··· Text section ···

It's a short story written like the autobiography of a Roman soldier that becomes immortal accidentally on purpose. It's rich, surreal, has a lot to say about the nature of the infinite and mortality and human identity and this post isn't about any of those things. (but definitely read the story, it's good I promise)
While still mortal, the character goes looking for the City of the Immortals and the fabled river that gives its inhabitants immortality. It's an appropriately long and shitty journey (the story uses The Odyssey as a motif often), but he finally reaches the City, alone. The City is on top of a stone platform that he has no way to climb, but eventually he manages to find the entrance to a subterranean labyrinth.
He cannot recall how much time he spent down there, how many rooms and hallways the labyrinth has, because... well, it's a labyrinth and he was tired and scared. Finally, he finds an exit, he climbs up, sobbing in gratitude, and reaches the City of Immortals.
Which is empty. Worse, it makes no sense. Windows too high or too hidden to make sense, stairs that go nowhere. Giant, ornate doors that open to tiny jail cells, steps that are all different heights. You get the idea. Architectural chaos.
The narrator becomes more and more agitated by this, he ends up more terrified of the City than the labyrinth he had to navigate to get there. He is grateful to find the labyrinth again and crosses it almost in a haze, so grateful he is to be out of the horrible City.
The narrator then makes the observation that a labyrinth was built to be confusing and hostile. The City just... was.
A labyrinth's purpose is to get men lost. He didn't enjoy the experience of being there, but he understood it. The City, on the other hand, had no such purpose. It was confusing and hostile as an unintended effect. No man was ever meant to be walking through it. In a way, he was the labyrinth's opponent. Here he was just an intruder.
And the first time I read that story I was still living in Argentina and I remember thinking "wow how wild this city not built for humans to exist in, imagine how horrible and weird that would feel"
I reread it today and it just made me recall the last time I was in Omaha, Nebraska, walking back to a hotel from a wedding reception. This was downtown, which is at least semi-walkable. But it was late enough that we were alone. And we walked past a building with a huge ventilation shaft that vented... right at street level. It was taller than we were, spitting hot, stale air on us, and screaming all the industrial noises produced by whatever size HVAC system is needed to keep a massive office building at comfortable temperature.
And I remember feeling weirdly uncomfortable, walking by. Physically, yes. Hot air and loud noises do that. But also because I couldn't shake the feeling that I was an intruder. I was never meant to be walking there. The people that designed that building and its huge concrete ventilation shaft at street level, right on the sidewalk, didn't ever consider the discomfort of people walking by for the same reason they don't consider the discomfort of people crawling through the vents.
And I feel versions of that whenever I find myself in any suburb as well. Only instead of giant vents, it's the long blocks and dead ends, the sidewalks that disappear, the street lights that don't ever change to allow me to cross, the lack of shade or places to sit.
A lot of the US is built like that. Like existing outside of a car is something that only happens by mistake. It's hostile to humans but only on accident. Humans were never meant to intrude.

···

**Your task**
Can you rewrite the essay on cities not built for walking, starting with "And I feel versions" and going on through "places to sit.", with "cul-de-sacs" in place of "dead ends"?

··· Extracted entries ···

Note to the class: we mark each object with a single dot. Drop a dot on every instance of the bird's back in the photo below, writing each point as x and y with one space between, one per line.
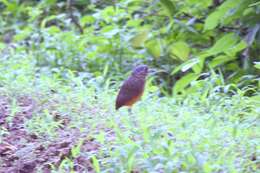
130 92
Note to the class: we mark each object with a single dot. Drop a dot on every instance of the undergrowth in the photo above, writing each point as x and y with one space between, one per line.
216 132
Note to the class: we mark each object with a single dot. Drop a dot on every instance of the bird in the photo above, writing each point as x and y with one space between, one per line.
132 88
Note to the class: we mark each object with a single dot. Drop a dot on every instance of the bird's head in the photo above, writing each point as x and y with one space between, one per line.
140 71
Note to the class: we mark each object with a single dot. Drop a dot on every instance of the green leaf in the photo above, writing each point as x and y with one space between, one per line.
180 50
87 20
181 84
257 65
138 40
219 14
232 51
95 164
220 60
169 6
212 21
185 66
223 44
154 48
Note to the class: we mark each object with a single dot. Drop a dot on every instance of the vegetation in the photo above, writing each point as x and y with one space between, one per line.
62 63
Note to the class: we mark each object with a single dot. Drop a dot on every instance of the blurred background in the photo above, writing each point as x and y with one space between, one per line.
104 39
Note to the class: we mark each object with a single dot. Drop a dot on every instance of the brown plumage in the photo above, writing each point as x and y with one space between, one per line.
132 88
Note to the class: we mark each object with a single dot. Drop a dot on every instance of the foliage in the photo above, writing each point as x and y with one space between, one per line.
69 56
183 40
213 131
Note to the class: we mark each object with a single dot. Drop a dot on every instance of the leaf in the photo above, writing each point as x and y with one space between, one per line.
95 164
223 44
257 65
181 84
154 48
169 7
219 14
180 50
212 21
185 66
232 51
138 40
87 20
220 60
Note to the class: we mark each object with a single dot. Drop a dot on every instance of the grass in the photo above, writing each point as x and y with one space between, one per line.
216 133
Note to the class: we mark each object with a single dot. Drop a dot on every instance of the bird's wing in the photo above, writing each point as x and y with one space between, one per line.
129 91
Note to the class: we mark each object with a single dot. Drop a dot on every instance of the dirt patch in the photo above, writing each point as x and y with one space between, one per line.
23 152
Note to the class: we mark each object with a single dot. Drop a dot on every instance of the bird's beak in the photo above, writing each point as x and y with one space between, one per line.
152 71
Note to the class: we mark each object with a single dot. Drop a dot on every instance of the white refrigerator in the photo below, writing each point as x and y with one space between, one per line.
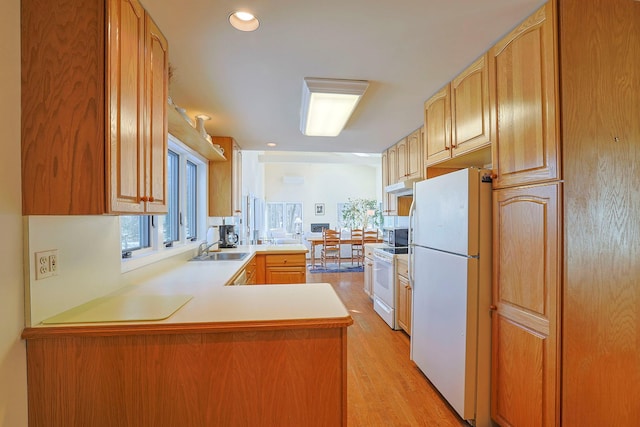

···

**Exercise answer**
And I feel versions of that whenever I find myself in any suburb as well. Only instead of giant vents, it's the long blocks and cul-de-sacs, the sidewalks that disappear, the street lights that don't ever change to allow me to cross, the lack of shade or places to sit.